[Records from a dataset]
──────────

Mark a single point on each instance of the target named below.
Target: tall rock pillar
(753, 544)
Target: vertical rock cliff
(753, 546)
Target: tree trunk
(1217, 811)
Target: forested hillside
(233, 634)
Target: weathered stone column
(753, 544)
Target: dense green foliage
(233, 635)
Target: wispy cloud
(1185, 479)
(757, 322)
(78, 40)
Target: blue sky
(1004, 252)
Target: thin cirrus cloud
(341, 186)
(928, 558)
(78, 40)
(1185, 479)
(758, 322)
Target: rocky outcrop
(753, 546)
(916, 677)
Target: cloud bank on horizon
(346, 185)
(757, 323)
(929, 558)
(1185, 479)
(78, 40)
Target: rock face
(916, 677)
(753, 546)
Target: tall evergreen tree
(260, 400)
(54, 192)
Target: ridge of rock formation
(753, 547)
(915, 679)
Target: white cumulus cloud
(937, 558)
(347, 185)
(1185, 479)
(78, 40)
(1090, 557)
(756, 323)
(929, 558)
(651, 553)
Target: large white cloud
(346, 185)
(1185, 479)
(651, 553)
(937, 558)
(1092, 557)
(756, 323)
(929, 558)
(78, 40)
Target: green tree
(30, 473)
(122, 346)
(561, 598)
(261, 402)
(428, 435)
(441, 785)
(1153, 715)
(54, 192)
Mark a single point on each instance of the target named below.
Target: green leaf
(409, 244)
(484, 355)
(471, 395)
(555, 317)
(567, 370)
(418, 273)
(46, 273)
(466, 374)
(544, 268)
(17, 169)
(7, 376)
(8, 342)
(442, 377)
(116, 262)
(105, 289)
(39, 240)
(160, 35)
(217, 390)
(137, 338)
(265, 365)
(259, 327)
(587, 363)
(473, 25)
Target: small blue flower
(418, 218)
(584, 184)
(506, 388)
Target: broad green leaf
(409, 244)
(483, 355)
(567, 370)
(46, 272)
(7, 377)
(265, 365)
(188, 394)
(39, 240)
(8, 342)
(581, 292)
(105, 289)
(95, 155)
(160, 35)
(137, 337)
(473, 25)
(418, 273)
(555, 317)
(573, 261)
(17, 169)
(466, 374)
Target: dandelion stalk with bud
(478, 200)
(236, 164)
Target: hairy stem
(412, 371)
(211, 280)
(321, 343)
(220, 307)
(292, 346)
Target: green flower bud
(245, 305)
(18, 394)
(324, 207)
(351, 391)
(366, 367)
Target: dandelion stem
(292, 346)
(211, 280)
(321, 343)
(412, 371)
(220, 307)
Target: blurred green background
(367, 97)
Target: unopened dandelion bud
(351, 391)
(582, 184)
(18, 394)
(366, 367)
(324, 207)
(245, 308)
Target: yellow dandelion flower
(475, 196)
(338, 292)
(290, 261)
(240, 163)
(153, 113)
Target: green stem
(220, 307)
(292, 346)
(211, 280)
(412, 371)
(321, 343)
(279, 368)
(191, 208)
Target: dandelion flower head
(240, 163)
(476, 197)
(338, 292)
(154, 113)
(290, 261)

──────────

■ **TASK TO CARRY OUT**: Print exactly the lines from the one with "Target: broad green leaf" through the end of the data, inclusive.

■ **SOLUTION TO THE EXERCISE**:
Target: broad green leaf
(409, 244)
(483, 355)
(567, 370)
(46, 272)
(7, 377)
(265, 365)
(188, 394)
(39, 240)
(8, 342)
(581, 292)
(105, 289)
(95, 155)
(160, 35)
(137, 337)
(473, 25)
(418, 273)
(555, 317)
(573, 261)
(17, 169)
(466, 374)
Target: dandelion stalk with bud
(478, 200)
(236, 164)
Target: hairy stem
(412, 371)
(211, 280)
(321, 343)
(220, 307)
(292, 346)
Target: green flower bud
(245, 305)
(18, 394)
(324, 207)
(351, 391)
(366, 367)
Target: dandelion stem
(292, 346)
(211, 280)
(321, 343)
(412, 371)
(220, 307)
Target: blurred green background
(367, 97)
Target: unopened dandelion bud
(351, 391)
(582, 184)
(18, 394)
(366, 367)
(324, 207)
(245, 308)
Target: yellow dandelion flower
(475, 196)
(338, 292)
(290, 261)
(240, 163)
(153, 113)
Target: green stem
(220, 307)
(292, 346)
(211, 280)
(412, 371)
(321, 343)
(279, 368)
(191, 208)
Target: dandelion flower head
(240, 163)
(476, 197)
(338, 292)
(154, 113)
(290, 261)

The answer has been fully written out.